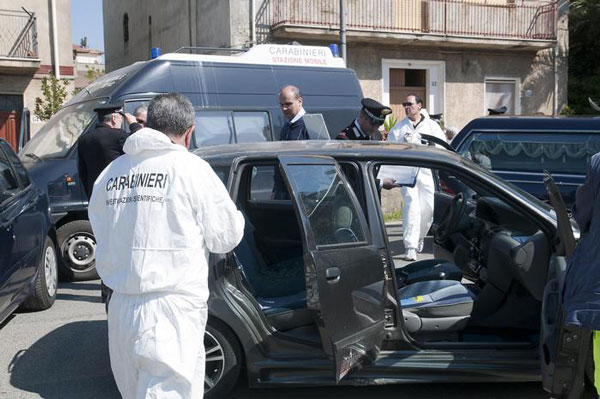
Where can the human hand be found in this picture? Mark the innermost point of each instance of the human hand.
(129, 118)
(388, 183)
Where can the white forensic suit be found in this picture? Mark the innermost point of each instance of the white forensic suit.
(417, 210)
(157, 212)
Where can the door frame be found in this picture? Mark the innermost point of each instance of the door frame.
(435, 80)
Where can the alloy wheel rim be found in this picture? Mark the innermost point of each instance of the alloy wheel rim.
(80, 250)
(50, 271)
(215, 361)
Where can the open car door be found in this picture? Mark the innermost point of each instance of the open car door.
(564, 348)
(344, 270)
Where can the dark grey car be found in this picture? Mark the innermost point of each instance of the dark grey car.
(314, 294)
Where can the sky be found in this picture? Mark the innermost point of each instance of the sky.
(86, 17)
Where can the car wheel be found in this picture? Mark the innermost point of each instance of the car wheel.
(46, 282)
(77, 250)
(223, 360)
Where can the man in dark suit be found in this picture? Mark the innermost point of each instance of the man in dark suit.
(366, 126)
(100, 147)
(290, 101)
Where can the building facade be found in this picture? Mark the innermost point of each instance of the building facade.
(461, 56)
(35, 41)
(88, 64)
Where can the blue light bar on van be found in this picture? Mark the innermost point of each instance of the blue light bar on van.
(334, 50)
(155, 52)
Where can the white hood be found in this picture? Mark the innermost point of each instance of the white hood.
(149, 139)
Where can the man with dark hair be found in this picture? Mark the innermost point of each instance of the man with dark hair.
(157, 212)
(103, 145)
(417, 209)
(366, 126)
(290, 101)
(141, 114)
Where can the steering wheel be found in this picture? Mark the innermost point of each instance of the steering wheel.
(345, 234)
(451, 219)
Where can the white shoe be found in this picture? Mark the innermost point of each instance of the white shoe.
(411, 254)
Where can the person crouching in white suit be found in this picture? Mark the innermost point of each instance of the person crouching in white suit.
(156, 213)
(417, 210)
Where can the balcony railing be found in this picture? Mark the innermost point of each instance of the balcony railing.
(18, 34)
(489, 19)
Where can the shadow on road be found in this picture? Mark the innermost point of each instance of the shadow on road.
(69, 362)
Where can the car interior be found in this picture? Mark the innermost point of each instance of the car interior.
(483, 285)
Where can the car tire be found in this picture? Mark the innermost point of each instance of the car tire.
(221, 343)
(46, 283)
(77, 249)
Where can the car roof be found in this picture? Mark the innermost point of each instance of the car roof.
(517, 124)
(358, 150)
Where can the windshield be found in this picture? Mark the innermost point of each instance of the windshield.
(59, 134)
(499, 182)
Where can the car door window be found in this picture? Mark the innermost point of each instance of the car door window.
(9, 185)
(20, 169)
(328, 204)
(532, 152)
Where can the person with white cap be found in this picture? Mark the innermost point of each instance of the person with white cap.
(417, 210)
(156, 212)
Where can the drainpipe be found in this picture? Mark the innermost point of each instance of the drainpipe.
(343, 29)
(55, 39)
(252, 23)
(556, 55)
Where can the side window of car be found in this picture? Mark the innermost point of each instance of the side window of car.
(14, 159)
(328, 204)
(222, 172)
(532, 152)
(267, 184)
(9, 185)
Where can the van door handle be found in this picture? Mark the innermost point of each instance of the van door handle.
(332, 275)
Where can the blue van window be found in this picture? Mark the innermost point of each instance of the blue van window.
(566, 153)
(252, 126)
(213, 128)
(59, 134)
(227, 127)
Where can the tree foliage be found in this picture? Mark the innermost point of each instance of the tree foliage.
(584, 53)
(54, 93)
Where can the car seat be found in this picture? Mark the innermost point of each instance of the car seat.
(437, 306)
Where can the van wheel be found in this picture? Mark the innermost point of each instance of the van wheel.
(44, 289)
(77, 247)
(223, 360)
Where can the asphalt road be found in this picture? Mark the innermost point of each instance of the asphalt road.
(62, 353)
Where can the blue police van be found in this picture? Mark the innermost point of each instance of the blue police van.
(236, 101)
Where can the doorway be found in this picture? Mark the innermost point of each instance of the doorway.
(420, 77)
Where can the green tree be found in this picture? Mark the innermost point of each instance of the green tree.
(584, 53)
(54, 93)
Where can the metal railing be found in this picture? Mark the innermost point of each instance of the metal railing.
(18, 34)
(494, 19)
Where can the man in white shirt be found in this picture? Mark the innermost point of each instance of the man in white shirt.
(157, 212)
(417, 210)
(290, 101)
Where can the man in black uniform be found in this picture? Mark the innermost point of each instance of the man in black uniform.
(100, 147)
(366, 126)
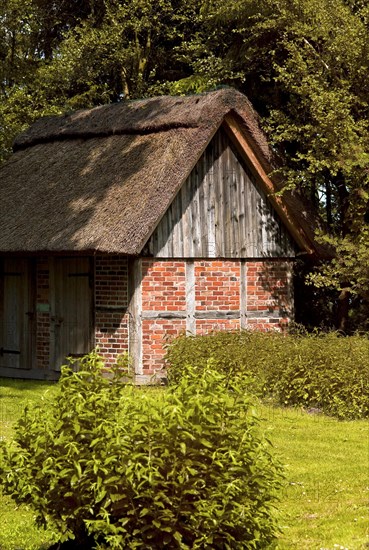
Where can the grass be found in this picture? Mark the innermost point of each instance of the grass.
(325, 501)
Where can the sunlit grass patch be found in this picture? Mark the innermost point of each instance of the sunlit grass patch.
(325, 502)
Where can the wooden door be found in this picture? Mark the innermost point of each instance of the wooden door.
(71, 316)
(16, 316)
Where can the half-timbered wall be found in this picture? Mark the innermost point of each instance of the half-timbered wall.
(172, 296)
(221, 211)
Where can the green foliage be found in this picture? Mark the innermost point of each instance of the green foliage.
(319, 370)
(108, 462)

**WORK TO DO:**
Print every one of the rows above word for word, leaving out the pictures.

**COMPLETE OUTPUT:**
Where can the human hand be found in this picture? Mark the innermost point of each instance of the human hand.
(129, 118)
(388, 183)
Where can the white forensic suit be found in this picture? Mark the innermost point of each instance of the white forensic suit.
(417, 210)
(157, 212)
Where can the door frame be found in this picture? Mark the innermost point of each instance of the door frame.
(435, 80)
Where can the alloy wheel rim be found in this picture? Mark the innermost point of each instance of the alloy wheel rim.
(80, 250)
(50, 271)
(215, 361)
Where can the open car door be found in this picture? Mark the innermost point of each instance of the open car door.
(564, 348)
(344, 270)
Where can the dark grey car be found in this picture? Mark the innermost point of each instance of the dark grey car.
(314, 294)
Where can the sky be found in this picture? Mark the innermost point of each instance of the sky.
(86, 17)
Where can the car wheel be found in this picture? Mark the innermost point of each instance of the car wheel.
(46, 282)
(77, 250)
(223, 360)
Where can the man in dark suit be found in this picture? Mark the innermost point of each instance of the man in dark suit.
(366, 126)
(100, 147)
(290, 101)
Where can the building facade be found in this picture? Mark the innermost point of each instance of the building facade.
(461, 56)
(35, 41)
(88, 64)
Where can the blue light bar on van be found in this picture? Mark the innermost point of each instance of the blue light bar on van.
(334, 50)
(155, 52)
Where can the white hood be found in this picture? Mark the innermost point of each instance of the white hood.
(149, 139)
Where can the man with dark hair be found in this picture? Mark the innermost point of each instance of the man with dark hair.
(157, 212)
(103, 145)
(417, 209)
(366, 126)
(290, 101)
(141, 114)
Where can the steering wheel be found in this picture? Mark the innermost point of each instance of the steering wheel.
(345, 234)
(451, 219)
Where can the white shoe be found in this picture? Mark the innermost point of each instance of the white shoe.
(411, 254)
Where can the person crouching in white suit be found in this picture? Mark the innermost point of each instance of the person crouching in white suit.
(156, 213)
(417, 210)
Where can the balcony railing be found in this picture? Mark the innermost point of each instance of the balcony railing.
(18, 34)
(489, 19)
Where can the shadow on road be found in this picture? Mark the innermost point of each instance of the shadow on road.
(69, 362)
Where can the car interior be found in this picture? Mark the innermost point of each instance of the car interior.
(483, 285)
Where can the car tire be found in this picture? Mark the innermost point of each instance of the car tire.
(221, 343)
(46, 283)
(77, 249)
Where can the car roof be found in this picture? Mark the innermost point of each instance of the car roof.
(517, 124)
(358, 150)
Where can the windshield be found in this picture? Mark the innermost point of each instance of the windshield.
(59, 134)
(499, 182)
Where can the car door window be found in this picture? Mark the innermost point of each instance of the car door window.
(9, 185)
(20, 169)
(328, 204)
(532, 152)
Where can the person with white cap be found in this picture? Mark the innermost point of each instance of the person with white cap.
(417, 210)
(156, 212)
Where can the drainpipe be found in this picture? Mark the innermost point of each instance of the drainpipe.
(343, 29)
(55, 39)
(252, 23)
(556, 55)
Where can the side window of car be found in this picture? Mark the innermost point of each instance of the side window of car.
(14, 159)
(328, 204)
(222, 172)
(532, 152)
(267, 184)
(9, 185)
Where can the van door handle be found in this picture? Mark the innermost point of each instance of the van door handle.
(332, 275)
Where can the blue van window be found in this picture? Mark the innermost point of each instance of the blue van window.
(566, 153)
(252, 126)
(213, 128)
(59, 134)
(227, 127)
Where can the tree foliage be found in this picture? Mark the innermost point of each instance of the tree foliage.
(584, 53)
(54, 93)
Where can the car seat be found in this picture? Mark the innermost point of each instance of the car seat.
(437, 306)
Where can the van wheel be found in this picture? Mark the innermost point of each instance of the van wheel.
(44, 289)
(77, 247)
(223, 360)
Where can the asphalt road be found in this picture? Mark the innermost point of each instance of the asphalt road.
(62, 353)
Where can the blue police van be found in this picture? Mark the innermost point of each instance of the blue police van.
(236, 101)
Where can the doorway be found in this picture? Mark the innermost point of each instance of the doorway.
(420, 77)
Where can the green tree be found in this picture? Mark the innermost point of each instance of the green tree.
(584, 53)
(54, 93)
Where can the metal railing be found in this picture? Mark the innermost point of each instance of the metal railing.
(18, 34)
(494, 19)
Where can the man in white shirt be found in this picture? Mark the innermost point of each instance of the man in white shirt.
(157, 212)
(417, 210)
(290, 101)
Where can the man in black uniform be found in this picture? Mark the innermost point of each instance of the man in black uniform.
(100, 147)
(366, 126)
Where can the grass be found in this picture? Mark the innermost point of each instance of the grass.
(325, 501)
Where can the sunlit grass patch be found in this picture? Mark the innermost point of each instance of the sunlit grass patch.
(325, 502)
Where can the wooden door be found in this picture? Mark the innermost point of each instance of the wooden door.
(71, 316)
(16, 316)
Where can the half-timbered wall be found in this picture? Mark the innermost point of each instance of the half-timbered wall.
(172, 296)
(221, 211)
Where can the green foliage be found in this picture? Mark the innermost point of each instance of the green foliage.
(319, 370)
(108, 462)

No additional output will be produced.